[Exercise task A]
Answer these questions about the README on matrix computation with Apache Spark:
(i) What course was the content produced for?
(ii) What two linear algebra methods were chosen?
(iii) What Docker image is the setup based on?
[Exercise task B] Summarize the README on matrix computation with Apache Spark in two sentences.
[Exercise task C] Write the next part of the README on matrix computation with Apache Spark, starting after its final sentence.

Begin Text block

An open API service indexing awesome lists of open source software.

https://github.com/timkam/wasp-cloud-course

Matrix Computation with Apache Spark in the Cloud
https://github.com/timkam/wasp-cloud-course

Last synced: 22 days ago
JSON representation

Matrix Computation with Apache Spark in the Cloud

Awesome Lists containing this project

README

          

# Matrix Computation with Apache Spark in the Cloud

*Christopher Blöcker, Timotheus Kampik, Tobias Sundqvist*

This repository ([https://github.com/TimKam/wasp-cloud-course](https://github.com/TimKam/wasp-cloud-course)) contains documentation and example code for running matrix computations with Apache Spark in the cloud.
The content was produced as part of the WASP Software Engineering and Cloud Computing Course 2019.

## Problem
The problem to solve is scaling *matrix computations* with Apache Spark. Instead of just running them on a local machine, the computations are to be executed across several cloud instances to speed up execution time. To demonstrate the performance advantage of the cloud-based solution, any of the matrices that are available at [https://sparse.tamu.edu/](https://sparse.tamu.edu/) and any of Spark's [linear algebra methods](https://spark.apache.org/docs/2.2.0/api/python/pyspark.ml.html#module-pyspark.ml.linalg) can be picked. However, the choice of data set and methods should allow for a fruitful analysis.

## Choice of Methods
To assess the performance of an Apache Spark cluster with different numbers of worker nodes for a linear algebra use case, we chose the following methods:

1. **Singular value decomposition** (SVD): [pyspark.mllib.html#pyspark.mllib.linalg.distributed.RowMatrix.computeSVD](https://spark.apache.org/docs/latest/api/python/pyspark.mllib.html#pyspark.mllib.linalg.distributed.RowMatrix.computeSVD);

2. **Multiply**: [pyspark.mllib.linalg.distributed.RowMatrix.multiply](https://spark.apache.org/docs/latest/api/python/pyspark.mllib.html#pyspark.mllib.linalg.distributed.RowMatrix.multiply)

We picked the two methods, because we expect them to be commonly used in real-life scenarios.

## Choice of Data Sets
We selected two approximately medium-sized data sets by sorting the available data sets at [https://sparse.tamu.edu/](https://sparse.tamu.edu/) by number of non-zero entries.
The exact data sets we selected are:

* [https://sparse.tamu.edu/PARSEC/Si87H76](https://sparse.tamu.edu/PARSEC/Si87H76);

* [https://sparse.tamu.edu/DIMACS10/delaunay_n18](https://sparse.tamu.edu/DIMACS10/delaunay_n18).

## Setup and Execution
The Docker setup is based on the [elyra/spark-py](https://hub.docker.com/r/elyra/spark-py) image and executes the analysis code you find at [https://github.com/TimKam/wasp-cloud-course/blob/master/analysis.py](https://github.com/TimKam/wasp-cloud-course/blob/master/analysis.py).

End Text block
Begin Record set

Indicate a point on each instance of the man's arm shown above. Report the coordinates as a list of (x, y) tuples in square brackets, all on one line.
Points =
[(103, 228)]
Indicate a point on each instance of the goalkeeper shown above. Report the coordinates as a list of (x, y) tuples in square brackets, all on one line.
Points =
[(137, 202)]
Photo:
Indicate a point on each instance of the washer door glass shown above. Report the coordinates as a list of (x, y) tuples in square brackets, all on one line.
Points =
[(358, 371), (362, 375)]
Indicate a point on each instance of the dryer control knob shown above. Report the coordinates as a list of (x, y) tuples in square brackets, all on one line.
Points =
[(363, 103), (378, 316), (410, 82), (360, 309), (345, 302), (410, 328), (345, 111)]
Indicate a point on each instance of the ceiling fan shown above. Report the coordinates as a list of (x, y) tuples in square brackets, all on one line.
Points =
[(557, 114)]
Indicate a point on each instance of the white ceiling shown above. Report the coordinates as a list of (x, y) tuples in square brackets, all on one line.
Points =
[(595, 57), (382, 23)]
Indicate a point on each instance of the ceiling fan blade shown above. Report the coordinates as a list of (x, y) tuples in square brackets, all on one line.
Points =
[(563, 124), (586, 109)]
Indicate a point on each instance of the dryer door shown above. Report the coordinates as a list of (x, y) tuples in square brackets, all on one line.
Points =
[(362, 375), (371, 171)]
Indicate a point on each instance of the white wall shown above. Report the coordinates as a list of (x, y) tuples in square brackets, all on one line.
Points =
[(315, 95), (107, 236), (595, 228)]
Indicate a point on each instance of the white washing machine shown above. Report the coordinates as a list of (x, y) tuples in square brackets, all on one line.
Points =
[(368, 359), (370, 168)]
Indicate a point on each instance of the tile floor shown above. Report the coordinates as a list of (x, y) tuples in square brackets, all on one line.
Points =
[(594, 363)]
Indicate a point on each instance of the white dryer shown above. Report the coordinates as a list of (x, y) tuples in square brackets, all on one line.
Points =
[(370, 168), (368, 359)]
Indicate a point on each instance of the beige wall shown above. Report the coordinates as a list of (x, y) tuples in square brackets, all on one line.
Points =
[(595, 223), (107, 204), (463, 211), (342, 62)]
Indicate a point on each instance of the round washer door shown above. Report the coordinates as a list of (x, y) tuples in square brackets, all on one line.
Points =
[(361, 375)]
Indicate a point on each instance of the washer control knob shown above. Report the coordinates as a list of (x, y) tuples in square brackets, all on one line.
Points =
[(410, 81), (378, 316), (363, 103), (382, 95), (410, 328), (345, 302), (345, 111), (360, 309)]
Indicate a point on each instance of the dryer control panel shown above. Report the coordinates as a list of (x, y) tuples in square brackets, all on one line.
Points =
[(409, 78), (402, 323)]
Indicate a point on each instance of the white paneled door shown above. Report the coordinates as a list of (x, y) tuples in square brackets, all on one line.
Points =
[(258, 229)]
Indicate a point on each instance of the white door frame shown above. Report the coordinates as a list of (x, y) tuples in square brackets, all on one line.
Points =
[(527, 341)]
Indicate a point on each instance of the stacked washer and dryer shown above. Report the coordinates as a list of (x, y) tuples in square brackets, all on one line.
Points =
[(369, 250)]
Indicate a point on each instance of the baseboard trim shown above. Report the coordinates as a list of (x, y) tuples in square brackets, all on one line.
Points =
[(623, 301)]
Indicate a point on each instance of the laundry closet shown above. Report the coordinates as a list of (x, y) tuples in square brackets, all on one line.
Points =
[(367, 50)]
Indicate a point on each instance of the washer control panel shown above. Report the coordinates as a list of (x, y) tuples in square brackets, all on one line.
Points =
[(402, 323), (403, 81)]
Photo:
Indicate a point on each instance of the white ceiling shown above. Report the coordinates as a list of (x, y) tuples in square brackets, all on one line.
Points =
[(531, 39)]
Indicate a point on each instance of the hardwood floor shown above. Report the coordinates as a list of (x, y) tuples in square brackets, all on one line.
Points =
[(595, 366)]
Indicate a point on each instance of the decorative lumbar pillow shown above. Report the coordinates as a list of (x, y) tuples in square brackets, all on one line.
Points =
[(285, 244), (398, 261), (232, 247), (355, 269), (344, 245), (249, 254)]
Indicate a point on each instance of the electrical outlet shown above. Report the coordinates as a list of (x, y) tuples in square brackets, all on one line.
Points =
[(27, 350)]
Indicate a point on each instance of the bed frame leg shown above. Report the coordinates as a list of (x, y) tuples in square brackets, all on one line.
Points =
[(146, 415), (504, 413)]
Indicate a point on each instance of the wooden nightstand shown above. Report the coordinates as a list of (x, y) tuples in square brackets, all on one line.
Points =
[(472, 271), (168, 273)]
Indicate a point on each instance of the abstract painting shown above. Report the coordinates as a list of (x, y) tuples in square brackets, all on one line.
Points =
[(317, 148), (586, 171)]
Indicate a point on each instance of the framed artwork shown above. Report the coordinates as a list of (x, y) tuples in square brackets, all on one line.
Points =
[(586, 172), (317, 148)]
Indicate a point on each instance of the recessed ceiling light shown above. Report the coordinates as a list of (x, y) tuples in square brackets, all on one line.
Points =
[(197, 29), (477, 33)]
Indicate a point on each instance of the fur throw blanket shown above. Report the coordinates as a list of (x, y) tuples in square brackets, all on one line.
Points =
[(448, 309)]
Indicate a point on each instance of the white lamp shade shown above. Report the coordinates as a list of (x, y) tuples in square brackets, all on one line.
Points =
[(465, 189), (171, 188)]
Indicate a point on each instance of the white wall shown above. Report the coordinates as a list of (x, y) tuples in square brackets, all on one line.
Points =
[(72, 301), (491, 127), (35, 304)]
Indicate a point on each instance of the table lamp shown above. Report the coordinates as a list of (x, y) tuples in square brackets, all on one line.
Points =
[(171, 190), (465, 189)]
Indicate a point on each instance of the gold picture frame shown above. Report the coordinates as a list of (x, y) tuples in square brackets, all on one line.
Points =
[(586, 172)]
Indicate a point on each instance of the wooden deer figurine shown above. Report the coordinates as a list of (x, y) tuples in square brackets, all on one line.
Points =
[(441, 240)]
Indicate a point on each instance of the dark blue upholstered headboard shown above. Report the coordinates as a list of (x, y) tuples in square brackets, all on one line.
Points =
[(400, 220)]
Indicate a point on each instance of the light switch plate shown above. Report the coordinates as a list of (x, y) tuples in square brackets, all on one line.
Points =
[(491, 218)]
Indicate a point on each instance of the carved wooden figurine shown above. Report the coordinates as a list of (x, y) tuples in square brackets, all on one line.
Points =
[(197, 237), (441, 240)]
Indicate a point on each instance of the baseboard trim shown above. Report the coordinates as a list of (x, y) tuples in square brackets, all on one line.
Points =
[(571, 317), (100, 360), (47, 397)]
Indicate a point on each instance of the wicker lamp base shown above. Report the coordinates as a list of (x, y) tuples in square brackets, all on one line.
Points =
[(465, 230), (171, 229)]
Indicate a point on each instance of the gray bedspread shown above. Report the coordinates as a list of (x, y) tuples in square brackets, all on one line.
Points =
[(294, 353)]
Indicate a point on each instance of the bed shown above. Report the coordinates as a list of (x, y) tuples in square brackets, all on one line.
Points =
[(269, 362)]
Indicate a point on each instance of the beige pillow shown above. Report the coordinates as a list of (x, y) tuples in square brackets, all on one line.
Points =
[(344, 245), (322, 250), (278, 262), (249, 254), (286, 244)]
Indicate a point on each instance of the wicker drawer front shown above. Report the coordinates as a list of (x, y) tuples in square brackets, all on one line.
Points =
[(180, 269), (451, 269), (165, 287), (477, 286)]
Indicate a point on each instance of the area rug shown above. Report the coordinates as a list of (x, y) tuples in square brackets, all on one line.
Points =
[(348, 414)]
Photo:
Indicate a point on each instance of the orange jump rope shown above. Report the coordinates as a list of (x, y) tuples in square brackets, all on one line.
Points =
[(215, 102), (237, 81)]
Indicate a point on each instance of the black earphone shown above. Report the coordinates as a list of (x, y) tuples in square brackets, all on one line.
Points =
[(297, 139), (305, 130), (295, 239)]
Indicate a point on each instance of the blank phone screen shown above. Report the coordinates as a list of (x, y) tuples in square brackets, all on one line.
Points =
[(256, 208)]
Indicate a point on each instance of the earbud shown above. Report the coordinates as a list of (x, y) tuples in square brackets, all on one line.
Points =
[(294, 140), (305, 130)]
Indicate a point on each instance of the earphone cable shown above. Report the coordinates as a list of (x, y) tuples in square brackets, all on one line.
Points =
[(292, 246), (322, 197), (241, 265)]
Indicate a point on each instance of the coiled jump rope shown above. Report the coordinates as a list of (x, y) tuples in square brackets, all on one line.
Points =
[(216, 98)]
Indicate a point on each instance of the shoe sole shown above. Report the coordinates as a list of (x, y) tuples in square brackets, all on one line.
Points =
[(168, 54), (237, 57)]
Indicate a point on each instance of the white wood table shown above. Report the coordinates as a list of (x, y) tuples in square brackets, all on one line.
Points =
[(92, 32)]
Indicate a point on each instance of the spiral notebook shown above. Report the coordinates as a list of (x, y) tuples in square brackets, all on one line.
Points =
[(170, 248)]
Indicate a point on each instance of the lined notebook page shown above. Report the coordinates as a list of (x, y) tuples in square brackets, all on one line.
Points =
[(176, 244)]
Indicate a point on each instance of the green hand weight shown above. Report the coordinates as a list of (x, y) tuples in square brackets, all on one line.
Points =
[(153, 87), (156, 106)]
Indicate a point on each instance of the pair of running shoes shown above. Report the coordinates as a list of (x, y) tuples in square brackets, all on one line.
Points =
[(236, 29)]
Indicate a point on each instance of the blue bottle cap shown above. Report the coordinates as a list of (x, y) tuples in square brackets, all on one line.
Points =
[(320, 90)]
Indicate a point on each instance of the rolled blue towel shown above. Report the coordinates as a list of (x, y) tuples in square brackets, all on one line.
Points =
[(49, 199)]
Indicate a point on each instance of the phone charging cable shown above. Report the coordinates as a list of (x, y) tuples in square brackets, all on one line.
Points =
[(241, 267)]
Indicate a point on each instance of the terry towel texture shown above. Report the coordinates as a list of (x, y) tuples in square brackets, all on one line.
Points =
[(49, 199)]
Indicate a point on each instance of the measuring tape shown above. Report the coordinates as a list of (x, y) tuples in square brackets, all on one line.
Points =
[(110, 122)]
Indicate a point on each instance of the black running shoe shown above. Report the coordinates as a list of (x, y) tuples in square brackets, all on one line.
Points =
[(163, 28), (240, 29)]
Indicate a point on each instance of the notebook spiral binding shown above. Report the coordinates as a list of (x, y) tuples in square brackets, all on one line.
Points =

End Record set

[Task result A]
(i) The WASP Software Engineering and Cloud Computing Course 2019.
(ii) Singular value decomposition (SVD) and multiply.
(iii) The elyra/spark-py image.

[Task result B] The repository holds documentation and example code for scaling matrix computations with Apache Spark across several cloud instances to cut execution time. It was produced for the WASP Software Engineering and Cloud Computing Course 2019, and it uses singular value decomposition and multiply on two medium-sized data sets from sparse.tamu.edu, run through a Docker setup based on the elyra/spark-py image.

[Task result C]
## Resources
We created a pool with 4 core nodes and gave the spark executors 8 GB memory.

## Analysis

We ran both operations on the aforementioned data sets on 1, 2, 3, and 4 (and 5 for data set 2) workers in Google Cloud.
Below are our results, averaged over 10 runs each, for the data set at [https://sparse.tamu.edu/PARSEC/Si87H76](https://sparse.tamu.edu/PARSEC/Si87H76):

| | 1 Worker | 2 Workers | 3 Workers | 4 Workers |
| ------------ | --------------------- | --------------------- | --------------------- | --------------------- |
| **Multiply** | 0.7329313039779664 s | 0.5070641040802002 s | 0.8104101181030273 s | 1.015389585494995 s |
| **SVD** | 8.090139007568359 s | 5.993102312088013 s | 6.0258043050765995 s | 6.112043023109436 s |

![Multiply](multiply.png)

![SVD](svd.png)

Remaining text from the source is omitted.